** SHORT EXERCISE **
Gather every line of the data below that contains the word "front".

(Records from a point labeling set)
-------------------------

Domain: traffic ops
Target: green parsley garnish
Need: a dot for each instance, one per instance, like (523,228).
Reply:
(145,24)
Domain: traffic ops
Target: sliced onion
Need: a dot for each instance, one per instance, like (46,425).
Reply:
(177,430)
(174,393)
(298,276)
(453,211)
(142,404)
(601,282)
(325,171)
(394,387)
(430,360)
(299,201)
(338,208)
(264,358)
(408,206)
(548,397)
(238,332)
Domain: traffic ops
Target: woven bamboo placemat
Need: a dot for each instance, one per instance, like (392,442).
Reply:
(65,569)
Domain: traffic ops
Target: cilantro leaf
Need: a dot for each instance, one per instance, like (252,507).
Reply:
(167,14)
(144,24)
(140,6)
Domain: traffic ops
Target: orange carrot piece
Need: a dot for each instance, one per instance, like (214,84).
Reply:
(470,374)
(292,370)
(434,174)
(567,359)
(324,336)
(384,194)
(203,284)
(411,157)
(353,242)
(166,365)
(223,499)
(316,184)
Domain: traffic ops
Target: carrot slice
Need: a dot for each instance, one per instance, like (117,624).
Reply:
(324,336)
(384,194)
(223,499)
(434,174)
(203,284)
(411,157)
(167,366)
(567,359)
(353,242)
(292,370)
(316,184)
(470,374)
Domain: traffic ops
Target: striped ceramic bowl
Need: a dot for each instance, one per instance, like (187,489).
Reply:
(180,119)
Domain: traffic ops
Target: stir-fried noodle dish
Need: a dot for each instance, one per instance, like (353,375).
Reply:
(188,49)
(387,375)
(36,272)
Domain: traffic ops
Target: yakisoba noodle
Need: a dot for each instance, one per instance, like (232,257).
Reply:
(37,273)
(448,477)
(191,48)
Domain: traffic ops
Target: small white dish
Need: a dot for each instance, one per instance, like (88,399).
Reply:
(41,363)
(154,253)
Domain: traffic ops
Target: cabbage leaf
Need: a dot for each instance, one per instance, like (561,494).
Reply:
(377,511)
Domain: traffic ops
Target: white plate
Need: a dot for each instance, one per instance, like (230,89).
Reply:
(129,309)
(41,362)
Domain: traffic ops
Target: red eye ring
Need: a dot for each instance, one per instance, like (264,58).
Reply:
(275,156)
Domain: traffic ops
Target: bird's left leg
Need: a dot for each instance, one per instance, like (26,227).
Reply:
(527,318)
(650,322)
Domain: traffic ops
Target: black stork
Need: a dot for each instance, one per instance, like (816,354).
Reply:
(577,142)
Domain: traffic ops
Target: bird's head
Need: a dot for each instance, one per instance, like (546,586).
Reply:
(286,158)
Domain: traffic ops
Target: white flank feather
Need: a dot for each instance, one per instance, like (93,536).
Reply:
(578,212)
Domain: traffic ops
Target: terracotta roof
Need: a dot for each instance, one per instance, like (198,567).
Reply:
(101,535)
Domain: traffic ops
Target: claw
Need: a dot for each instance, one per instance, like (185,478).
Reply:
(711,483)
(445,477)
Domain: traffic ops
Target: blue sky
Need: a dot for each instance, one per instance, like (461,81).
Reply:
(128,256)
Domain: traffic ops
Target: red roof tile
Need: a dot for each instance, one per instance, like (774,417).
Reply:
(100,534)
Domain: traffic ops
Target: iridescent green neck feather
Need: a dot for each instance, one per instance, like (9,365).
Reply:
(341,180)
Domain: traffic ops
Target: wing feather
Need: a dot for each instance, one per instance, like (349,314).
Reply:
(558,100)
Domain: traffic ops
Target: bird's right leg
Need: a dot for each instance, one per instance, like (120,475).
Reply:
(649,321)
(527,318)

-------------------------

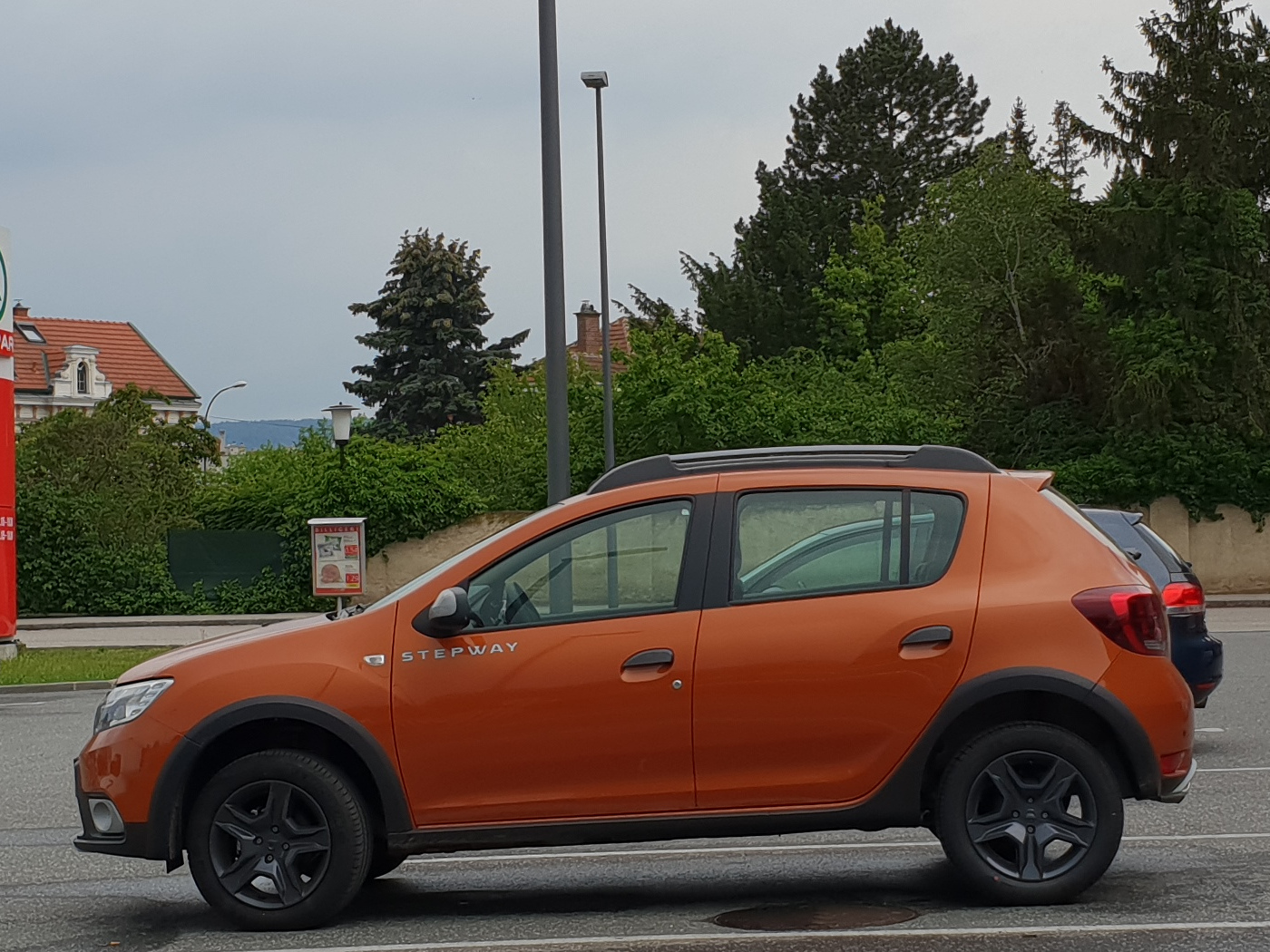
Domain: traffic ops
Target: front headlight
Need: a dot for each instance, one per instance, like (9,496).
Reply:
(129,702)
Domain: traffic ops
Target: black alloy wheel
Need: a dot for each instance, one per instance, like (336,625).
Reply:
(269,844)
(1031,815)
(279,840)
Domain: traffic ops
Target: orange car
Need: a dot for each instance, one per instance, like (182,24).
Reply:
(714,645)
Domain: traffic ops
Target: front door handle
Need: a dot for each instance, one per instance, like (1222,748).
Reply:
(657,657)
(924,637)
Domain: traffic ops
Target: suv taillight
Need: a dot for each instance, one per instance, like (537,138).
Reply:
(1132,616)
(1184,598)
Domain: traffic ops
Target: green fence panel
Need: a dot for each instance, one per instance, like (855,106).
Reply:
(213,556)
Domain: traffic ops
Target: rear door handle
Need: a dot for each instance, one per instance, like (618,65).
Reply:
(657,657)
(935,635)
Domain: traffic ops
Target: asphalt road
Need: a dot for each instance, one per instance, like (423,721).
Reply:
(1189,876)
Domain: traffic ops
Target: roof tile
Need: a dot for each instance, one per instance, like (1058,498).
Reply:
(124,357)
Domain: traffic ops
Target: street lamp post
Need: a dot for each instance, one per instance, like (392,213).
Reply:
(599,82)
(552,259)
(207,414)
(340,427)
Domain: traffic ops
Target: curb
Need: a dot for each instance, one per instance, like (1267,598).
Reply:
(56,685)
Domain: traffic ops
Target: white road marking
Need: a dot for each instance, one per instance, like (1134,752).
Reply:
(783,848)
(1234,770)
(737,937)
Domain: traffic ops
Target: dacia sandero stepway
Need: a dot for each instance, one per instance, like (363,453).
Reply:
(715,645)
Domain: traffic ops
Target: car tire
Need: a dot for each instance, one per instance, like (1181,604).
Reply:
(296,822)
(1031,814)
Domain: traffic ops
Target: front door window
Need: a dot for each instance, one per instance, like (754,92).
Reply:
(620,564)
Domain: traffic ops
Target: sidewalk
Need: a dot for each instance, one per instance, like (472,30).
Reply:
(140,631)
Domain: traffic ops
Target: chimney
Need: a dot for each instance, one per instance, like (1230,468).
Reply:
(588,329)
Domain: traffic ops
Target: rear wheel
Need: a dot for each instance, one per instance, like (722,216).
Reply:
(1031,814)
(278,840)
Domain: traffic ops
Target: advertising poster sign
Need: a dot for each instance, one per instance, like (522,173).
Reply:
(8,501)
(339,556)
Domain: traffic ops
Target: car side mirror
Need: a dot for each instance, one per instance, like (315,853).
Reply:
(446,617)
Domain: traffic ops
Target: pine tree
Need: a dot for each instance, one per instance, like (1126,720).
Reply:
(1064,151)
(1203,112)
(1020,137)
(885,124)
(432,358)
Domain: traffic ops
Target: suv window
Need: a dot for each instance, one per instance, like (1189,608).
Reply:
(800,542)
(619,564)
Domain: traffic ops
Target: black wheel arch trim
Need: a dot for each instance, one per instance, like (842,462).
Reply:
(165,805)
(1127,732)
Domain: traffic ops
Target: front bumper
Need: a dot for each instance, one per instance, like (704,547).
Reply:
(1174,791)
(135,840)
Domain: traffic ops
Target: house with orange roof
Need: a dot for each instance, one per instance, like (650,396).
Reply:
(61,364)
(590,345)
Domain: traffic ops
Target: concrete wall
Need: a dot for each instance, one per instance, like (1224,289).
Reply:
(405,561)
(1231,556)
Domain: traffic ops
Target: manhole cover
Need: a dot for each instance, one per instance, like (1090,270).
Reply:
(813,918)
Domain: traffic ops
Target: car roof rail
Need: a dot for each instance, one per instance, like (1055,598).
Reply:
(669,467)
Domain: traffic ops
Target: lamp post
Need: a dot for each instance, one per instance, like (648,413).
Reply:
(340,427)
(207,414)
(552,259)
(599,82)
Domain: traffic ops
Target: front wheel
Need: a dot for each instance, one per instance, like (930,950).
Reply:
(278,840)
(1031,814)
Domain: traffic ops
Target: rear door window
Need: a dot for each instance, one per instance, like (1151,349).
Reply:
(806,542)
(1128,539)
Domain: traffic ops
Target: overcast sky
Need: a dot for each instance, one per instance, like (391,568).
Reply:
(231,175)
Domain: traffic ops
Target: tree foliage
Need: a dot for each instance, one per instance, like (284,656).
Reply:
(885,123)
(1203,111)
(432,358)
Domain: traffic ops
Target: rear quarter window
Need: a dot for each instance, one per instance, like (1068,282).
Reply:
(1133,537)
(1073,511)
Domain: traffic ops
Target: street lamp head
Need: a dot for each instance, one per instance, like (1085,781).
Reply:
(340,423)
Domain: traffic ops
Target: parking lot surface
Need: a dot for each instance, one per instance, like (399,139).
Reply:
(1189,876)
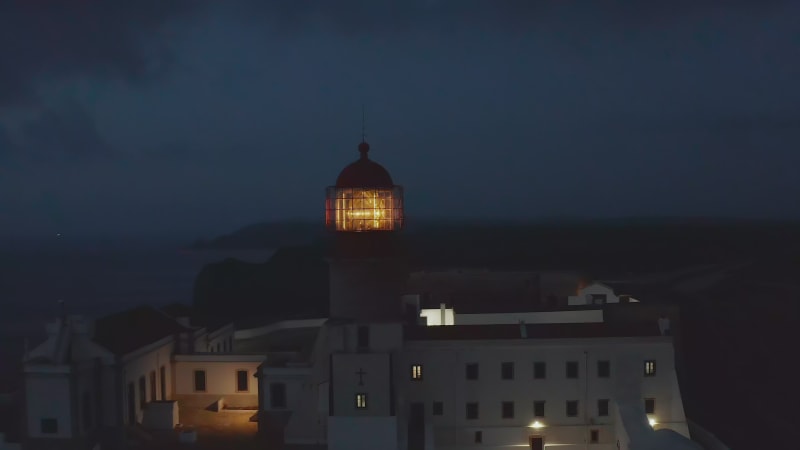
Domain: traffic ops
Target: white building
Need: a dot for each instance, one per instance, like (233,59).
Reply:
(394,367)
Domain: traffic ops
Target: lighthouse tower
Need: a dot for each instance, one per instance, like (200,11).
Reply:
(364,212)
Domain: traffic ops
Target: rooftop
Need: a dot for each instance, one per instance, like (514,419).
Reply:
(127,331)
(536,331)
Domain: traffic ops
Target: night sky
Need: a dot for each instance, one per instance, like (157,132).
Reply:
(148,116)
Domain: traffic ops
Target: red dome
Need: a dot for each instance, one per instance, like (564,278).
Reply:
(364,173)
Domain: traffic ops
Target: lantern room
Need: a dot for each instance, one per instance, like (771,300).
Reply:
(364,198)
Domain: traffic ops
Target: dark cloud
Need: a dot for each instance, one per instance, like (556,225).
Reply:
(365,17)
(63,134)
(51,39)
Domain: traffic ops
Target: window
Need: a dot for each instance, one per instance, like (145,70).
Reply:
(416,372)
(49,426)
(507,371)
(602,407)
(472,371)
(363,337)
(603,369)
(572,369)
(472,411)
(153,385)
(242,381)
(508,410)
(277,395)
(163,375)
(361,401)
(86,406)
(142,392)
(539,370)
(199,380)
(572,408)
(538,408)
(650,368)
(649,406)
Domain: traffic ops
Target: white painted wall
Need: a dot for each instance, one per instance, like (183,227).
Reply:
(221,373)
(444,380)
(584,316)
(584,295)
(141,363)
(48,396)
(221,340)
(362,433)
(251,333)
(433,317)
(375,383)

-------------------------

** SOLUTION FOR THIS EXERCISE **
Target: front headlight
Target: front door handle
Target: front door window
Target: front bumper
Target: front wheel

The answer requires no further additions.